**What to produce:**
Pick every line from the data that holds the word "railing".

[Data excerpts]
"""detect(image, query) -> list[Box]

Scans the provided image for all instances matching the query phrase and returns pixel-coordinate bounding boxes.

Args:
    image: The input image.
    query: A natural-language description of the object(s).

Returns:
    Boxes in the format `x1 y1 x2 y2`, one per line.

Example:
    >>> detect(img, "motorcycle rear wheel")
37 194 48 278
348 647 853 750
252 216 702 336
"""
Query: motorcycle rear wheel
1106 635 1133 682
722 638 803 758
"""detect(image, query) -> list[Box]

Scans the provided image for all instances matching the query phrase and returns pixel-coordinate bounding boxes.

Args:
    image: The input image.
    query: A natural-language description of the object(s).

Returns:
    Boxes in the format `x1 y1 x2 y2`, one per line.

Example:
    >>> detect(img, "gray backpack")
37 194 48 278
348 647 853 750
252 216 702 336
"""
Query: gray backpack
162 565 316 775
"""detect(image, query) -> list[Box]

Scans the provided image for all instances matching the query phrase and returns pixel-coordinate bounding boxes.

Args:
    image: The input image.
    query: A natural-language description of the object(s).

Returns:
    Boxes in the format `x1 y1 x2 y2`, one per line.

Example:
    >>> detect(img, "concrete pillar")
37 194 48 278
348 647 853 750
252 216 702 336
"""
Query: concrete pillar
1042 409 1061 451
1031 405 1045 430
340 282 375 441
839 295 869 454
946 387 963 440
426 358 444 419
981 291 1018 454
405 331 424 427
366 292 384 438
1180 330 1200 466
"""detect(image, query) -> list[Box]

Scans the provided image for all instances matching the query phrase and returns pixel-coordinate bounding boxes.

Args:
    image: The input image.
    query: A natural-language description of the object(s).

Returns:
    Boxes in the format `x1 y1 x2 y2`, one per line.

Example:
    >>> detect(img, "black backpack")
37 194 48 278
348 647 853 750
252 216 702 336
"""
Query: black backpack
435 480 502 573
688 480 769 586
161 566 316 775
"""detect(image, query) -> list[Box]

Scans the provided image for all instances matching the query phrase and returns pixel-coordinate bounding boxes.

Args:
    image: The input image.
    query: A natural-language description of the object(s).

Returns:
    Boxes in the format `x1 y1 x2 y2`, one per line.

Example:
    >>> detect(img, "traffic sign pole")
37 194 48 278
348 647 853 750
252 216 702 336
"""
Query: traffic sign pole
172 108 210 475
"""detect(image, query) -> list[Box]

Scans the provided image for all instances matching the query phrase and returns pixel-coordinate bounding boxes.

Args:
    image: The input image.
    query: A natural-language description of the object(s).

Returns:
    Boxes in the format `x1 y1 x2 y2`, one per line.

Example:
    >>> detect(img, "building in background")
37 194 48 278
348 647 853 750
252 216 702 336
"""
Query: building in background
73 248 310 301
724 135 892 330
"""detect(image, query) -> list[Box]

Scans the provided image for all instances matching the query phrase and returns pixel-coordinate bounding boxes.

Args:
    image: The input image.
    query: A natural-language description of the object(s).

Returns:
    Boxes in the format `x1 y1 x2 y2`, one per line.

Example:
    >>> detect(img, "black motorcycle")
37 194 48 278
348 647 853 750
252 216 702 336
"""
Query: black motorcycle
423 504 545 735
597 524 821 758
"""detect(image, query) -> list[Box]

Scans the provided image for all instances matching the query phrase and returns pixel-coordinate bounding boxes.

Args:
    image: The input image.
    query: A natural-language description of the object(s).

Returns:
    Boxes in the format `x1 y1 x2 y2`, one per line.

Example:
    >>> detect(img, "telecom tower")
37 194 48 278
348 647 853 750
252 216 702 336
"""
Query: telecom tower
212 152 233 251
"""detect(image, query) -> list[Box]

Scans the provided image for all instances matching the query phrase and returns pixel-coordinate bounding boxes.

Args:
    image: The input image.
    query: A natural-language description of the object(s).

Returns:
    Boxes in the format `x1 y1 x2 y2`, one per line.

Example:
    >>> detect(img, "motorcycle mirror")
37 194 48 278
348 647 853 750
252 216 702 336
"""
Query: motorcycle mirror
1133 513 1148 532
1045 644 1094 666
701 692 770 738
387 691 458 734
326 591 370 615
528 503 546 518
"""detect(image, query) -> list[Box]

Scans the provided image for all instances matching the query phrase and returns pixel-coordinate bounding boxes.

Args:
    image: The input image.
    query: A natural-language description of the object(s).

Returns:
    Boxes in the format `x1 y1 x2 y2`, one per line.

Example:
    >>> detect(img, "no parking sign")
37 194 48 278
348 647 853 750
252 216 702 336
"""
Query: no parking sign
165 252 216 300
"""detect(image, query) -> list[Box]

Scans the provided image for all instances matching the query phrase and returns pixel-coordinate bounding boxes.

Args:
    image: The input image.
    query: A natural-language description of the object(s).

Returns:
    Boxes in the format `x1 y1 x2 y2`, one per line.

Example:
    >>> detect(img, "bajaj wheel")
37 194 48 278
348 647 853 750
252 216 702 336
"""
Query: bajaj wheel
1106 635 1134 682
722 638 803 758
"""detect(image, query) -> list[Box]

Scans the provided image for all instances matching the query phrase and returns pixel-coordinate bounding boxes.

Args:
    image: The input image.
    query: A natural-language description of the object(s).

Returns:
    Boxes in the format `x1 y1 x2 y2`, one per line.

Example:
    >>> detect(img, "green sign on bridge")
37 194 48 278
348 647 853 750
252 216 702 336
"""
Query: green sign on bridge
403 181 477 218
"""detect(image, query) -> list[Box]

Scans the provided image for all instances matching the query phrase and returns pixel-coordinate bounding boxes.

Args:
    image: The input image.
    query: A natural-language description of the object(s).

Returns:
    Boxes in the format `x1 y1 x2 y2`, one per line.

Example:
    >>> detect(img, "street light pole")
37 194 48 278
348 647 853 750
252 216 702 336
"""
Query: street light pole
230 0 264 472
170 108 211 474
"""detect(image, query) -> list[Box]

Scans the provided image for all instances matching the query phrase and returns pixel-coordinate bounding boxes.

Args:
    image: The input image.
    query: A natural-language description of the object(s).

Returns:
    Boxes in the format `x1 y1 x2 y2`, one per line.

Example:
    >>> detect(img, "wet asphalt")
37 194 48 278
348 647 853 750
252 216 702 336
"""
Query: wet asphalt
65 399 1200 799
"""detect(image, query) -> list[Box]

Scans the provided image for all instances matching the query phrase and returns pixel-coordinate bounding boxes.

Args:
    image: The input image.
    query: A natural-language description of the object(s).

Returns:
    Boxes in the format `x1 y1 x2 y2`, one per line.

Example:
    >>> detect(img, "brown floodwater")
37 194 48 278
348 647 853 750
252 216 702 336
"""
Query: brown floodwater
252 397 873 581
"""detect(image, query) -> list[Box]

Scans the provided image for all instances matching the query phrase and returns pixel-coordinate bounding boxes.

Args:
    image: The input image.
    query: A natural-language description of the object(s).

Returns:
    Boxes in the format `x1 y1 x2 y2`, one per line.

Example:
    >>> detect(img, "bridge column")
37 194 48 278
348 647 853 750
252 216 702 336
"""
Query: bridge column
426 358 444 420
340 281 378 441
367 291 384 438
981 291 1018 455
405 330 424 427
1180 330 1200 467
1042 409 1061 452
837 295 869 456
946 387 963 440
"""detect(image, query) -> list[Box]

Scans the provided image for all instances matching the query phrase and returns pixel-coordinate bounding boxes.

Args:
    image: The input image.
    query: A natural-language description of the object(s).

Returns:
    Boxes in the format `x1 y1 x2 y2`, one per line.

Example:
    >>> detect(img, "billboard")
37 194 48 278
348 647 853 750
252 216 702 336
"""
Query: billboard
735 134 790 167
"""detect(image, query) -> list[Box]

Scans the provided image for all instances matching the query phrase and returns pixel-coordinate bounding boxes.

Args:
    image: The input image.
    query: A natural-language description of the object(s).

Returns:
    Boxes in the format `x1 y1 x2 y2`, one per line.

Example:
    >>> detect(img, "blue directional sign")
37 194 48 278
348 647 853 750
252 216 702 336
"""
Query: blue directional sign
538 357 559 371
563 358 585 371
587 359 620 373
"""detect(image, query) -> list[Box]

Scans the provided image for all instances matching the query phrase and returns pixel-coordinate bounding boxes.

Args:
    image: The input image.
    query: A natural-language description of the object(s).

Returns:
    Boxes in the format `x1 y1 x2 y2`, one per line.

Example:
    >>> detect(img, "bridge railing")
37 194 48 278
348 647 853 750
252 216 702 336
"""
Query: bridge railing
* * *
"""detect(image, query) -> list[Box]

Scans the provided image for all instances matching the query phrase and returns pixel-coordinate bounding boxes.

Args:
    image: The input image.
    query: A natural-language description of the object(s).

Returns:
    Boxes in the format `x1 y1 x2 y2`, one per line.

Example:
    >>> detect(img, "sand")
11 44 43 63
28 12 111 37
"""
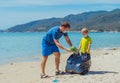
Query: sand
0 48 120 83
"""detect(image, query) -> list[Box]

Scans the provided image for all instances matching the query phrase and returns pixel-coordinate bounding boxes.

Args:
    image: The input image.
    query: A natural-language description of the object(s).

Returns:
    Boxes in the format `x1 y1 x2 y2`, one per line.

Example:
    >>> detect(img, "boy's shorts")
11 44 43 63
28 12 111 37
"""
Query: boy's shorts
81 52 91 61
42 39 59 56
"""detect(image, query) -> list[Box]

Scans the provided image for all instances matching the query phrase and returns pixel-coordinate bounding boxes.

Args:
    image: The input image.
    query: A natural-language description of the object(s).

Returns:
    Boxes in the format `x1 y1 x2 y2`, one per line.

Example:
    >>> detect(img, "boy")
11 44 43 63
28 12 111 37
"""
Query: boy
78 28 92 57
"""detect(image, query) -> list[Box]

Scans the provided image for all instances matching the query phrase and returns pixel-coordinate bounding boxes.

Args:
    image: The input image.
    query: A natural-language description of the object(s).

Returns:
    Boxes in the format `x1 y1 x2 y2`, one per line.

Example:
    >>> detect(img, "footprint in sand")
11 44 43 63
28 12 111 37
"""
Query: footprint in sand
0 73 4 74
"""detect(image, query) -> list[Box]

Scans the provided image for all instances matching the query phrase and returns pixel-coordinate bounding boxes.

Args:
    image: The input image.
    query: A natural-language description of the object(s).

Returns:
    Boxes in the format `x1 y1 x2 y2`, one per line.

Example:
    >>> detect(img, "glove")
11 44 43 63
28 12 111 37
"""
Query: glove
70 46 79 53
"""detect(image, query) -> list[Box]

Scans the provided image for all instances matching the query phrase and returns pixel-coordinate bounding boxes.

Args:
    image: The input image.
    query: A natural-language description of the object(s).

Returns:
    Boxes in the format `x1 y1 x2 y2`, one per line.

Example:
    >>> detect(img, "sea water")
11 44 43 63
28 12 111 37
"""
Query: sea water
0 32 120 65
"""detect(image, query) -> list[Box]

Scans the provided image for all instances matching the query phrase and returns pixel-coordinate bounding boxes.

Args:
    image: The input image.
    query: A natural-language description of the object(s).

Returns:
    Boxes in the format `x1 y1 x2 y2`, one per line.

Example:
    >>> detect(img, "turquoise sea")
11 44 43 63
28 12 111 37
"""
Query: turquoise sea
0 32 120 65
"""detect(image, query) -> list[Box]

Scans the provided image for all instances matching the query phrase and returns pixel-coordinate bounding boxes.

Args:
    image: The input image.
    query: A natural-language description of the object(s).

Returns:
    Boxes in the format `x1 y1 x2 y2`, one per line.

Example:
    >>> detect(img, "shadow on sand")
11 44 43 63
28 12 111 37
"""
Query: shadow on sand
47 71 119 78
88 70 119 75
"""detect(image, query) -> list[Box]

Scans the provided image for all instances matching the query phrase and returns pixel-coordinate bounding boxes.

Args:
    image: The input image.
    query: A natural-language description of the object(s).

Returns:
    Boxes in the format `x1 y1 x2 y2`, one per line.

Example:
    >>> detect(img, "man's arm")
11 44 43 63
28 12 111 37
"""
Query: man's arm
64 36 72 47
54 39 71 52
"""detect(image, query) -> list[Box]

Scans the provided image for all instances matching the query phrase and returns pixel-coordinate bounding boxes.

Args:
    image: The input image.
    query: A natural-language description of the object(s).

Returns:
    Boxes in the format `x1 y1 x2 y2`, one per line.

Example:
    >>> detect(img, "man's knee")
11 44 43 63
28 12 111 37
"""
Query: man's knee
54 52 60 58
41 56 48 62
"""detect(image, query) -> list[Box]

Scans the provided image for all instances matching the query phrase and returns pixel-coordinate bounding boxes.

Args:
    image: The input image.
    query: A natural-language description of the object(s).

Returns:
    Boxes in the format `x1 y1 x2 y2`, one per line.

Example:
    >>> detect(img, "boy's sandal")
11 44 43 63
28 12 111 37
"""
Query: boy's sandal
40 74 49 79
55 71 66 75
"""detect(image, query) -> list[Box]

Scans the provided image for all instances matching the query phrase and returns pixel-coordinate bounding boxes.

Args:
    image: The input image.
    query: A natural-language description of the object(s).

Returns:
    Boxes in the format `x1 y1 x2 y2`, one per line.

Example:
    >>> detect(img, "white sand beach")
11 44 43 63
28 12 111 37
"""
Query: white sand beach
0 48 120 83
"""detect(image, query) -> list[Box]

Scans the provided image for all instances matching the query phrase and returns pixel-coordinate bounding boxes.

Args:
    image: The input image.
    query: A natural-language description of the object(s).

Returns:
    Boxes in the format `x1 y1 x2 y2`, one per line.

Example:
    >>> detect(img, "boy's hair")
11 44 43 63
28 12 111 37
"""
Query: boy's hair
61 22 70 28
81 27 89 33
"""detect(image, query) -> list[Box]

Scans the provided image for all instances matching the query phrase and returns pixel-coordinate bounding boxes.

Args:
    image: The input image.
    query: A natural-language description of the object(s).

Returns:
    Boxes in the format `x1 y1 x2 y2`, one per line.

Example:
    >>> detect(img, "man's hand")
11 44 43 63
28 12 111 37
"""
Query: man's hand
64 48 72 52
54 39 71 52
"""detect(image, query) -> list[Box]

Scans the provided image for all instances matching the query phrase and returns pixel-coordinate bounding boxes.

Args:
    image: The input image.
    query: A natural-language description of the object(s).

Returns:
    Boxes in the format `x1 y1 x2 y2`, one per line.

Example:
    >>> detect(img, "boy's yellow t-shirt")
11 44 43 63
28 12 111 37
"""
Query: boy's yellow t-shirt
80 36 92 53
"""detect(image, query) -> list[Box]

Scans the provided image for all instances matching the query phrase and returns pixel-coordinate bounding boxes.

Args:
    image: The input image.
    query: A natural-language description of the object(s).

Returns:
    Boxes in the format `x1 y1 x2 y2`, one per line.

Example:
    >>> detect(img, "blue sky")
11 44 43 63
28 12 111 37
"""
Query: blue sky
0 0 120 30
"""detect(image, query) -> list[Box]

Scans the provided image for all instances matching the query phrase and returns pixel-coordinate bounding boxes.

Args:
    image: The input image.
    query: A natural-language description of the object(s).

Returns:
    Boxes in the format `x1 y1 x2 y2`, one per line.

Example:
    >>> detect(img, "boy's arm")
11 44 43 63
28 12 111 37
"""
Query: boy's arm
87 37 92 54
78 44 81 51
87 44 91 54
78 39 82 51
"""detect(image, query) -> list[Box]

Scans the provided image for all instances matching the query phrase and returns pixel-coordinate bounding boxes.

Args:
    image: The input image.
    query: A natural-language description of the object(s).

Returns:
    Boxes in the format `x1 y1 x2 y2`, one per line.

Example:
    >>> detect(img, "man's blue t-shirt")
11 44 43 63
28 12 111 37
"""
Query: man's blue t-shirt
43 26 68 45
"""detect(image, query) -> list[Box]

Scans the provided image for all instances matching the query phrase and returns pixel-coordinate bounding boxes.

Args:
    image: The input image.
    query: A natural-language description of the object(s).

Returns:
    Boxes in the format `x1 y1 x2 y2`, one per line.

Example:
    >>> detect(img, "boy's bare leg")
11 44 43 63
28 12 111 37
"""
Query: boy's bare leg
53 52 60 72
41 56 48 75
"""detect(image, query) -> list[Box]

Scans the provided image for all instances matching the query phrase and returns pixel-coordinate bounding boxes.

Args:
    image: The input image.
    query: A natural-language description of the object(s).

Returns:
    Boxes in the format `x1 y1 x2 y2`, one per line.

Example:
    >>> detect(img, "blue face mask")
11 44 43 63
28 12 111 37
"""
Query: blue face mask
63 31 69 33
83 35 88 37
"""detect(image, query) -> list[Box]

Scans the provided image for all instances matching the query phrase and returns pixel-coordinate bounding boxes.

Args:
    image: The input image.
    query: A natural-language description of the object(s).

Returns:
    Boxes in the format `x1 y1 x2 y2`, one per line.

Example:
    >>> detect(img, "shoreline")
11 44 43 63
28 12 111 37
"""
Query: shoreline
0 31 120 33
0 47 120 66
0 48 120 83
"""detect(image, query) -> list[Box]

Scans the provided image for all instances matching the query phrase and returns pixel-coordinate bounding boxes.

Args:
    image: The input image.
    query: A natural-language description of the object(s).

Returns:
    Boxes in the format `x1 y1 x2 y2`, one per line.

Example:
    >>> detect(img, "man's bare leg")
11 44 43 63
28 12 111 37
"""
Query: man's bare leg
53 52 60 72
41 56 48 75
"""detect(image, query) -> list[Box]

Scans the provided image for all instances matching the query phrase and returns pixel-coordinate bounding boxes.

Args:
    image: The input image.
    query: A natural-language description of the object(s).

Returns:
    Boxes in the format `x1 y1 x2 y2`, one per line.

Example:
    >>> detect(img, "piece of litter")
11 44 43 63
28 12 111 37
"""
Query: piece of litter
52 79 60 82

**The answer:**
    >>> detect(img, "bridge railing")
Query: bridge railing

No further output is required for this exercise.